Could you pick up the forum thread on bar pool rules below and continue it from its last post?

— start of Text to read —

BAR RULES and DIRTY POOL – Why Official Rules are Important

ShootingArts

Smorg is giving St Peter the 7!
Gold Member
Silver Member
There’s an easy way to fix that. 🤓

I kinda use a seven minute guideline for video. When I have things to get done like is common with these morning visits I rarely watch longer video. That one I think was nine and change, replay a couple sections, closer to fifteen minutes.

Just making a guess, over 75% of my action over the years was on bar tables. Especially on the road, that often meant oddball rules and rules made up on the spot. What the hell, if they will tolerate a shortstop in amongst the barroom players I can tolerate a few interesting rules. I did make mental notes and often nail them with their own rules later.

You haven't lived until you have played barbox eightball where it was a foul to contact the other player's ball. That was with a cue ball or object ball at any point in a shot! Made breaking up clusters a little tricky but since a foul meant cue ball in kitchen things just needed a little more planning.

Hu
 

loggerhead12

AzB Gold Member
Gold Member
Nice. I find that bar rules make more sense after a few shots of Cuervo. Then you can kind of go with it.

I was kind of surprised not to see you include moving the cue ball frozen to the rail out one cue butt-width. :)
 

dr_dave

Instructional Author
Gold Member
Silver Member
Nice. I find that bar rules make more sense after a few shots of Cuervo. Then you can kind of go with it.

Yep.

I was kind of surprised not to see you include moving the cue ball frozen to the rail out one cue butt-width. :)

Funny you mention this, because I plan to feature this oldie but goodie in an upcoming video.
 

maha

from way back when
Silver Member
i cant believe they dont make the bar rules just like the tournament rules. just like i bet the old pool players would turn over in their graves at the new pool rules.

you know, have a special rack for racking so you can control the balls and make the same one on the break over and over.

you can touch or move some balls, and just put them back where they were.

you can make a special cuestick so you can jump over the top of balls on the table.

a person starts to unscrew his stick and he automatically loses the game.

when you scratch the other player gets to hand place the cueball wherever he wants on the table.

i can see we need to wise up the bar players to the proper way to play the game.
 

soyale

Well-known member
the best one i ever had a fella pull on me was that you had to call whether the OB went in the pocket clean or whether it would hit a rail on the way in. this included the pocket facings. all you can do at that point is laugh
 

justnum

Billiards Improvement Research Projects Associate
Silver Member
Great vid. The older vids with lower quality resolution are distracting.

— end of Text to read —
— start of Given entries —

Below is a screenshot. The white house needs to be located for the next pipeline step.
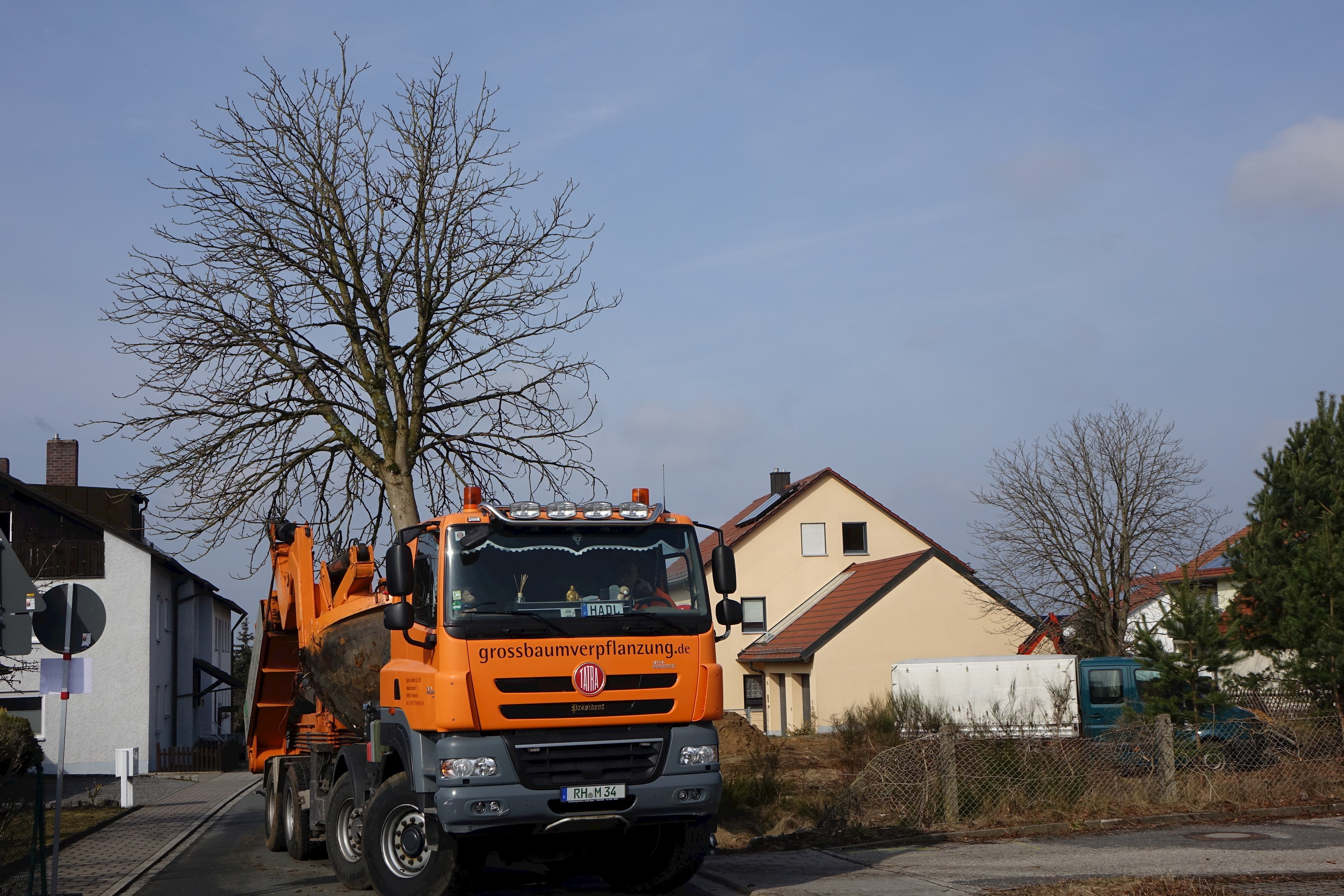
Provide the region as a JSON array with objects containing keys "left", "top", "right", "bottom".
[{"left": 0, "top": 437, "right": 246, "bottom": 774}]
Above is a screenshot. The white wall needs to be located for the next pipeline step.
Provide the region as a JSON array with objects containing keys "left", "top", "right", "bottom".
[{"left": 20, "top": 533, "right": 155, "bottom": 775}]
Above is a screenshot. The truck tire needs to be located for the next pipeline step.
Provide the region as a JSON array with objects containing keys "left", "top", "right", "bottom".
[
  {"left": 326, "top": 771, "right": 369, "bottom": 889},
  {"left": 280, "top": 762, "right": 321, "bottom": 863},
  {"left": 602, "top": 815, "right": 716, "bottom": 893},
  {"left": 362, "top": 771, "right": 484, "bottom": 896},
  {"left": 261, "top": 759, "right": 285, "bottom": 853}
]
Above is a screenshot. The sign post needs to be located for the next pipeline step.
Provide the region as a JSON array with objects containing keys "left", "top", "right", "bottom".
[{"left": 32, "top": 582, "right": 108, "bottom": 893}]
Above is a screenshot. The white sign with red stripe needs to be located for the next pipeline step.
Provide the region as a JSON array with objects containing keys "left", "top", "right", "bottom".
[
  {"left": 574, "top": 662, "right": 606, "bottom": 697},
  {"left": 38, "top": 657, "right": 93, "bottom": 693}
]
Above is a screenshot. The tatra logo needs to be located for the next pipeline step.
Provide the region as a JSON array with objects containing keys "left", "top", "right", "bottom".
[{"left": 574, "top": 662, "right": 606, "bottom": 697}]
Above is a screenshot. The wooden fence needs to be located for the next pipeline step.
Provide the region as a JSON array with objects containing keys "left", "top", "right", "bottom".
[{"left": 155, "top": 743, "right": 238, "bottom": 772}]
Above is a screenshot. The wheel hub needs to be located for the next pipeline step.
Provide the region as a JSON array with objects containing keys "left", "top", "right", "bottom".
[
  {"left": 337, "top": 799, "right": 364, "bottom": 863},
  {"left": 380, "top": 806, "right": 429, "bottom": 877}
]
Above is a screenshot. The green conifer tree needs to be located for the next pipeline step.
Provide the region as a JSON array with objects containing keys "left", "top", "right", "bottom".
[
  {"left": 1134, "top": 575, "right": 1245, "bottom": 724},
  {"left": 1228, "top": 392, "right": 1344, "bottom": 725}
]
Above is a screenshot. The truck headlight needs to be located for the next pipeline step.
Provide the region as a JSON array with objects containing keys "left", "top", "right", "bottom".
[
  {"left": 682, "top": 747, "right": 719, "bottom": 766},
  {"left": 439, "top": 756, "right": 500, "bottom": 778}
]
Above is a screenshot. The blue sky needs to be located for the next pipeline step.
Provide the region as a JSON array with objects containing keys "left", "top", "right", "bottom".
[{"left": 0, "top": 3, "right": 1344, "bottom": 596}]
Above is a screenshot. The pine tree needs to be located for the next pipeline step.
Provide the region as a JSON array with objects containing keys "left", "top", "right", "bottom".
[
  {"left": 1134, "top": 575, "right": 1243, "bottom": 724},
  {"left": 230, "top": 616, "right": 253, "bottom": 732},
  {"left": 1228, "top": 392, "right": 1344, "bottom": 725}
]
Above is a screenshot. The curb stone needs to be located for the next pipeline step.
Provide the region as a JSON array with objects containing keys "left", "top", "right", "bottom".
[{"left": 817, "top": 803, "right": 1344, "bottom": 852}]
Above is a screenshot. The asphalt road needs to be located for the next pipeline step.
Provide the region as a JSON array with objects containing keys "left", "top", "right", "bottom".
[
  {"left": 133, "top": 794, "right": 731, "bottom": 896},
  {"left": 128, "top": 794, "right": 1344, "bottom": 896}
]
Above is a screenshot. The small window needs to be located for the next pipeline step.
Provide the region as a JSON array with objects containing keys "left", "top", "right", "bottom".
[
  {"left": 742, "top": 676, "right": 765, "bottom": 709},
  {"left": 742, "top": 598, "right": 766, "bottom": 631},
  {"left": 802, "top": 523, "right": 827, "bottom": 557},
  {"left": 0, "top": 697, "right": 42, "bottom": 738},
  {"left": 840, "top": 523, "right": 868, "bottom": 553},
  {"left": 1087, "top": 669, "right": 1125, "bottom": 707},
  {"left": 1134, "top": 669, "right": 1163, "bottom": 700}
]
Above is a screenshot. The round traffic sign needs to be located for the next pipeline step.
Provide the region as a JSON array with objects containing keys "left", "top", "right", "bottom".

— end of Given entries —

> **Exercise response**
Any plans to reshoot old content with a newer camera?
 

Justaneng

Registered
There’s actually a fairly healthy “bar pool/straight 8” league out by me. Although not reporting into Fargo, I’d estimate the skill range to be 350-550 or so with one guy approaching 600 (only person in the area I’ve seen with a 10% or so BnR rate).

The rules are better documented than most, but the golden rule “though shalt attempt an offensive shot” is still vague and hard to enforce. It basically is a non-issue so long as the shooter hits the cue ball hard enough to make what they are trying.

If we’re not talking about money, I do enjoy some bar pool for the sole reason of going purely on the offensive in a competitive environment. Otherwise, if the rules allow I’m trying to hide the cue ball instead of going for the 3-railer.
 

23DenaliBDE

AzB Gold Member
Gold Member
saw a new one-
my teammate called 13 in the corner
it went in off the opponent’s 2 ball
-so how we play, that’s loss of turn
if you use their ball and you don’t call it

-but he picks up his 2 and drops it in
the pocket, saying your ball touched
mine so it stays down🫨
His made up rule is as valid as your made up rule
 

Jedco

AzB Gold Member
Gold Member
The ironic part of the ubiquitous "make it take it" break rule is that most bangers strongly believe the rule favors the breaker. Even when playing under normal rules, these same players will pick the suit with fewer balls every time without ever looking at position. It's not even worth trying to explain, they want the 'credit' for that ball.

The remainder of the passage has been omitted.